Start of Provided passage

Howard Milstein '73 stresses unorthodox approaches as pathway to success

For the 1986 Super Bowl, General Motors purchased ten 30-second advertising spots at a discount for $300,000 each. The Milford Plaza Hotel in New York City advertised during the game for $33,000 per spot -- 90 percent less. How did one of Milford's owners, Howard P. Milstein '73, arrange such a favorable deal?

"We were successful because we acted entrepreneurially. We weren't constrained by traditional assumptions," Milstein said, explaining that he took advantage of quick, unorthodox thinking to land cheap airtime. He got the deal, he said, by building strong relationships with the advertisers, thus being "in the loop" when they were looking for a buyer for unused airtime, and by making a decision immediately.

Milstein, the 2008 Cornell Entrepreneur of the Year, delivered the keynote address at the Entrepreneurship@Cornell Celebration 2008 in Statler Auditorium April 10 about what it takes to succeed in business. The most prosperous individuals, said Milstein, who is co-chair, president and CEO of Emigrant Savings Bank and its holding company, New York Private Bank and Trust, and managing partner of Milstein Properties, are those who commit themselves to constant innovation and improvement.

"There are always ways to improve a situation, there are always ways to do things better than they've been done before. So to me, there is opportunity in everything," said Milstein, who has served Cornell for more than 20 years as a member of the Board of Overseers of Weill Cornell Medical College and as trustee, trustee emeritus and presidential councilor of Cornell.

Milstein faced his first business challenge as a 28-year-old, he said, when he joined his father's real-estate business and took control of the Biltmore Hotel in New York. Realizing that most of the hotel's customers were business travelers seeking rooms during the workweek, Milstein refined the hotel's price structure to maximize profit Mondays through Fridays. His proposal was initially met with little enthusiasm among managers, who feared that the changes would send customers to competing hotels, he said. But once the plan was implemented, profits tripled, forcing hotels throughout New York to readjust their prices in response to the Biltmore's success.

"This was a case of free-market innovation," Milstein said.

Milstein also described his success in a standoff with Time Warner, which refused to offer cable TV service to Milstein's hotel at an affordable rate. Milstein decided to form his own cable company to provide service to his properties; it became profitable by adopting an innovative approach -- using satellite delivery.

"At the end of the day, our economy is fundamentally dependent on what entrepreneurs have brought forth and will be dependent on what they will bring forth in the future," he said. "I believe that everyone has an entrepreneurial spirit inside."

The Cornell Entrepreneur of the Year Award, first given in 1984, recognizes Cornell graduates who exemplify entrepreneurial achievement, community service and high ethical standards.

Chris Tozzi '08 is a writer intern at the Cornell Chronicle.

End of Provided passage

**Required work**:
1/ Reproduce the part of the article on Howard Milstein that opens with the words containing "For the 1986" and closes with "a decision immediately.".
2/ In the article on Howard Milstein, how much did the Milford Plaza Hotel pay per advertising spot during the 1986 Super Bowl?

Start of Supplied entries

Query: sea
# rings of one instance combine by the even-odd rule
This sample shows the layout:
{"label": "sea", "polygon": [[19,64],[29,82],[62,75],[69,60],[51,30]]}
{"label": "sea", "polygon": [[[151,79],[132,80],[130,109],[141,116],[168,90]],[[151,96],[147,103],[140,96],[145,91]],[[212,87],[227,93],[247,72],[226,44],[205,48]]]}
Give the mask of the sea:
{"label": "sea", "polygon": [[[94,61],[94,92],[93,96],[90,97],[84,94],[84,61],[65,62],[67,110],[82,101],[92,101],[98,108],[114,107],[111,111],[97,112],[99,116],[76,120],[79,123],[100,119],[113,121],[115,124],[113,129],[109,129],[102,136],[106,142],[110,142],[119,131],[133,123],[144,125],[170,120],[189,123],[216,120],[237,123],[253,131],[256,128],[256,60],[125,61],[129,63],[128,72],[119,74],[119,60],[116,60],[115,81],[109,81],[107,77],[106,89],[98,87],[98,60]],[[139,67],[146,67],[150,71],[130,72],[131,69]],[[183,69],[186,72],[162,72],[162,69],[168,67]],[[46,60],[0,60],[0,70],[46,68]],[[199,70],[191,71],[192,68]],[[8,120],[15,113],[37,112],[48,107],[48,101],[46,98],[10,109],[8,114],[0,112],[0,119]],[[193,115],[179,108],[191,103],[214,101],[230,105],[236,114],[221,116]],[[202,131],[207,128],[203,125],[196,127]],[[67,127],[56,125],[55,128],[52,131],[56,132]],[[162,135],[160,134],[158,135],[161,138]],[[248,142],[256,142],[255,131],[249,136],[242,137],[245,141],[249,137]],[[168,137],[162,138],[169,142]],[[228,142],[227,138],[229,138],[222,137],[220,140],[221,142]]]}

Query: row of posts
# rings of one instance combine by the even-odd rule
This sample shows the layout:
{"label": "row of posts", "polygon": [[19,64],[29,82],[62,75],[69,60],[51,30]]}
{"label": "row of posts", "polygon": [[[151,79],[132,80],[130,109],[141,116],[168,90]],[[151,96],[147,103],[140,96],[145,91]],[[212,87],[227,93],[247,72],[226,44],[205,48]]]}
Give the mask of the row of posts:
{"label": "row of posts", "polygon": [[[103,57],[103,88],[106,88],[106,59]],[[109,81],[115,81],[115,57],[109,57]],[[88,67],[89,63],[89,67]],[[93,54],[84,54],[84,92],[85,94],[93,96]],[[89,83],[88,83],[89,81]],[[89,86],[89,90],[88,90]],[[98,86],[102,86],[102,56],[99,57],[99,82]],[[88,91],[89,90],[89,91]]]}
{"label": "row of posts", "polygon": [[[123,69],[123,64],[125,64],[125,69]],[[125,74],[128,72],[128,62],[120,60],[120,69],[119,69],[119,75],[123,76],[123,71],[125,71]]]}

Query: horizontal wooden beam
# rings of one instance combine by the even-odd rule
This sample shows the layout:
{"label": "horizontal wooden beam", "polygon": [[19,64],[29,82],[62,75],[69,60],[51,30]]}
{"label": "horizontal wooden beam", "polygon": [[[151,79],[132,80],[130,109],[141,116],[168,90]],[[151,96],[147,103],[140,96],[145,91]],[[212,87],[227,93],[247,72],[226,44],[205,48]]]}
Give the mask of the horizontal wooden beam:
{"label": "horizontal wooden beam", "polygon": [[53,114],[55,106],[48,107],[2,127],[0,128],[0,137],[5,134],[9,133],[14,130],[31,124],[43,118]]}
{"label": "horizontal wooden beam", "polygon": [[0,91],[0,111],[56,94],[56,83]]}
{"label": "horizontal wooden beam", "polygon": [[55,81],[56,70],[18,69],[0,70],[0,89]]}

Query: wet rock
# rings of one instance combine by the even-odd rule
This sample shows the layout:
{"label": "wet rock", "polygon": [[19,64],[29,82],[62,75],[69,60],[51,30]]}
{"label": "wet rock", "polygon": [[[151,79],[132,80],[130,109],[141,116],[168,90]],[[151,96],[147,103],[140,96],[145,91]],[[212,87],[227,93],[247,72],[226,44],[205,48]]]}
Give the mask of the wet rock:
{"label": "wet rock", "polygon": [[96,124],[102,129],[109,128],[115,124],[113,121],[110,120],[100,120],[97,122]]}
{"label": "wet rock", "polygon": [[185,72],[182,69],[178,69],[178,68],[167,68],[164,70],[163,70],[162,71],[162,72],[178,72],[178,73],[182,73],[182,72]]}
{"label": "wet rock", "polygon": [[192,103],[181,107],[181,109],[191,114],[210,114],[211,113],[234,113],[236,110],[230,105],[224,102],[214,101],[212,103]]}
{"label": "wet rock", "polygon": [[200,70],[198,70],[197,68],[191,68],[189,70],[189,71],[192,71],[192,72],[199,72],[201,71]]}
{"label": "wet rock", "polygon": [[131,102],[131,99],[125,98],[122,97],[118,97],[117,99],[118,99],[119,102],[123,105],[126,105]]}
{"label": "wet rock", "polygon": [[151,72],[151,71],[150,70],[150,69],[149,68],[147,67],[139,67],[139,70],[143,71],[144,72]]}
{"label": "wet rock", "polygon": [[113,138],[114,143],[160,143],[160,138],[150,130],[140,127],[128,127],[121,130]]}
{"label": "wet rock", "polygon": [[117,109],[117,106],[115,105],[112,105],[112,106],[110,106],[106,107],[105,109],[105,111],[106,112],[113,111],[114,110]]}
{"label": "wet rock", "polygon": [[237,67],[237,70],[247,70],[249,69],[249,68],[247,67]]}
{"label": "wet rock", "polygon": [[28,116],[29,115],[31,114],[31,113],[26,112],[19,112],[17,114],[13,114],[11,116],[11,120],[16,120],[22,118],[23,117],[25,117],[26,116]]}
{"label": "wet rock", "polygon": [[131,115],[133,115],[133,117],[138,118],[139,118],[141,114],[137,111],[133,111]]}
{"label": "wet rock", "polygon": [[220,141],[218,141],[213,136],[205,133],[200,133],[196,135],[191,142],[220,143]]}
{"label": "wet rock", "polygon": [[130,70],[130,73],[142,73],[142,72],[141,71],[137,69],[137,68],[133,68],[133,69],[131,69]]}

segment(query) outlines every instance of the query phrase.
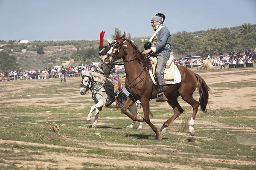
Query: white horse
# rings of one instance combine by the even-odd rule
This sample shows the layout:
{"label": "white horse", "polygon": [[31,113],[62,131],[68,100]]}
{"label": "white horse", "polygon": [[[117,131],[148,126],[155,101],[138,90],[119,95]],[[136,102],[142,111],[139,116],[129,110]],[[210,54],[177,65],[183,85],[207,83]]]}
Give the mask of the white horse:
{"label": "white horse", "polygon": [[[105,82],[106,78],[100,73],[87,71],[83,74],[80,85],[80,94],[84,95],[88,91],[90,90],[93,99],[95,103],[95,105],[91,108],[87,117],[87,123],[90,123],[92,112],[93,110],[96,110],[94,122],[92,126],[92,128],[97,127],[97,120],[99,117],[100,109],[101,110],[100,108],[107,107],[108,108],[118,108],[115,100],[111,105],[108,105],[111,101],[108,97],[108,95],[105,91],[105,87],[104,87]],[[126,101],[126,99],[123,99],[123,103],[125,103]],[[136,116],[140,116],[140,114],[137,112],[138,105],[138,104],[135,102],[128,108],[131,113]],[[126,128],[133,128],[136,122],[136,121],[133,121],[132,124],[129,126],[127,126]],[[140,122],[140,126],[138,128],[138,129],[142,129],[143,123]]]}

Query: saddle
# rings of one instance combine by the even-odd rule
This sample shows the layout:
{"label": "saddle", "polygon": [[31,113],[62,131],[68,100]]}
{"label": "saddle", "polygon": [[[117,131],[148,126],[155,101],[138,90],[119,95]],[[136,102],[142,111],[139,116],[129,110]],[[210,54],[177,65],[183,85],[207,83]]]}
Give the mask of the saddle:
{"label": "saddle", "polygon": [[[174,57],[172,55],[170,55],[170,58],[166,62],[166,68],[164,70],[164,79],[165,80],[173,80],[174,79],[174,70],[175,64],[173,62]],[[157,58],[154,57],[151,57],[149,60],[152,64],[152,71],[154,77],[156,79],[154,75],[156,67],[157,64]]]}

End of Supplied entries

**Outputs for the tasks**:
1/
For the 1986 Super Bowl, General Motors purchased ten 30-second advertising spots at a discount for $300,000 each. The Milford Plaza Hotel in New York City advertised during the game for $33,000 per spot -- 90 percent less. How did one of Milford's owners, Howard P. Milstein '73, arrange such a favorable deal?

"We were successful because we acted entrepreneurially. We weren't constrained by traditional assumptions," Milstein said, explaining that he took advantage of quick, unorthodox thinking to land cheap airtime. He got the deal, he said, by building strong relationships with the advertisers, thus being "in the loop" when they were looking for a buyer for unused airtime, and by making a decision immediately.

2/ $33,000 per spot.